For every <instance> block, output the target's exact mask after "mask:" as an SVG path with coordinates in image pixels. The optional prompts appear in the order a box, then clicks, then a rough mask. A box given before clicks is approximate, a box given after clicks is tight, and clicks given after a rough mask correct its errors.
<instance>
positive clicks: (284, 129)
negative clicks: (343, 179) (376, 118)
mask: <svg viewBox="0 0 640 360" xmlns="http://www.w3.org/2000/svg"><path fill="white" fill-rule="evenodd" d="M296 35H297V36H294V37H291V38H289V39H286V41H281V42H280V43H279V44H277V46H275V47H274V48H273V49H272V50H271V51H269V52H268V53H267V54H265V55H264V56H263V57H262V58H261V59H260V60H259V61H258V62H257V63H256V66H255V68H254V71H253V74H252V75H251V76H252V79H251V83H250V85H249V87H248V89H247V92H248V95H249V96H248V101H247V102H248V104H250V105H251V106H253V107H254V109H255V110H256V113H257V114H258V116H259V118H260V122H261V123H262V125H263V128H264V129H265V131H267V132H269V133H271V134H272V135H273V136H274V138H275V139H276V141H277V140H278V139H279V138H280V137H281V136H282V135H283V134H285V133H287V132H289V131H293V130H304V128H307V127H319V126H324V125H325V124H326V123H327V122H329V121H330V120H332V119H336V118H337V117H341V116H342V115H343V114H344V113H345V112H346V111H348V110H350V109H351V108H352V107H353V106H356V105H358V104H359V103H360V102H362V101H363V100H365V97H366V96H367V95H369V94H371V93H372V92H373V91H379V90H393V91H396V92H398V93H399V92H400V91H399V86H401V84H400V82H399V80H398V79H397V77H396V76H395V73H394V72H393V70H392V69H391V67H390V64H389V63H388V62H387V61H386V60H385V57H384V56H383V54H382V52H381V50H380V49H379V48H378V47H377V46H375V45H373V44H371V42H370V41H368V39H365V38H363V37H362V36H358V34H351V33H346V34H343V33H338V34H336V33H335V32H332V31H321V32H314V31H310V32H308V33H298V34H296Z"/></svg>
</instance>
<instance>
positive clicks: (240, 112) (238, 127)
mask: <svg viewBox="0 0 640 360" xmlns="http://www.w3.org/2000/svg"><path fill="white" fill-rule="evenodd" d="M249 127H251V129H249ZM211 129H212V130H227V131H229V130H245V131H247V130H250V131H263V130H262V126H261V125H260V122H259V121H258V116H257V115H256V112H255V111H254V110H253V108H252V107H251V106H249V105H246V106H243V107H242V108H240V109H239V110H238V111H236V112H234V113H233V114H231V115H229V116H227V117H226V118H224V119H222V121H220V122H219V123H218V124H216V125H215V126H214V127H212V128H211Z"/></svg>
..............................
# [WORK ORDER]
Retype each entry exactly, leaving none of them out.

# [ANSWER TO THIS PROBLEM]
For every <instance> block, output the target's exact mask after "mask:" as an SVG path with coordinates in image pixels. The optional prompts appear in the order a box, then clicks, then a rough mask. A box given before clicks is approximate, a box given after clicks is tight, and clicks given after a rough mask correct its errors.
<instance>
positive clicks: (284, 129)
negative clicks: (343, 179) (376, 118)
mask: <svg viewBox="0 0 640 360" xmlns="http://www.w3.org/2000/svg"><path fill="white" fill-rule="evenodd" d="M296 35H297V36H294V37H291V38H289V39H286V41H281V42H280V43H279V44H277V46H275V47H274V48H273V49H272V50H271V51H269V52H268V53H267V54H265V55H264V56H263V57H262V58H261V59H260V60H259V61H258V62H257V63H256V66H255V68H254V71H253V74H252V75H251V76H252V79H251V83H250V85H249V87H248V89H247V92H248V95H249V96H248V101H247V102H248V104H250V105H251V106H253V107H254V109H255V110H256V113H257V114H258V116H259V118H260V122H261V123H262V125H263V128H264V129H265V131H267V132H269V133H271V134H272V135H273V136H274V138H275V139H276V141H277V140H278V139H279V138H280V137H281V136H282V135H283V134H285V133H287V132H289V131H293V130H304V128H307V127H319V126H324V125H325V124H326V123H327V122H329V121H330V120H332V119H336V118H337V117H341V116H342V115H343V114H344V113H345V112H346V111H348V110H350V109H351V108H352V107H353V106H356V105H358V104H359V103H360V102H362V101H363V100H365V97H366V96H367V95H369V94H371V93H372V92H373V91H379V90H393V91H396V92H398V93H399V92H400V91H399V86H401V84H400V82H399V80H398V79H397V77H396V76H395V73H394V72H393V70H392V69H391V67H390V64H389V63H388V62H387V61H386V60H385V57H384V56H383V54H382V52H381V50H380V49H379V48H378V47H377V46H375V45H373V44H371V42H370V41H368V39H365V38H363V37H362V36H358V34H351V33H346V34H343V33H338V34H336V33H335V32H332V31H321V32H314V31H310V32H308V33H298V34H296Z"/></svg>
</instance>
<instance>
positive clicks: (240, 112) (238, 127)
mask: <svg viewBox="0 0 640 360" xmlns="http://www.w3.org/2000/svg"><path fill="white" fill-rule="evenodd" d="M249 127H251V129H249ZM211 129H212V130H227V131H229V130H245V131H247V130H250V131H263V130H262V126H261V125H260V122H259V121H258V116H257V115H256V112H255V111H254V110H253V108H252V107H251V106H249V105H246V106H243V107H242V108H240V109H239V110H238V111H236V112H234V113H233V114H231V115H229V116H227V117H226V118H224V119H222V121H220V122H219V123H218V124H216V125H215V126H214V127H212V128H211Z"/></svg>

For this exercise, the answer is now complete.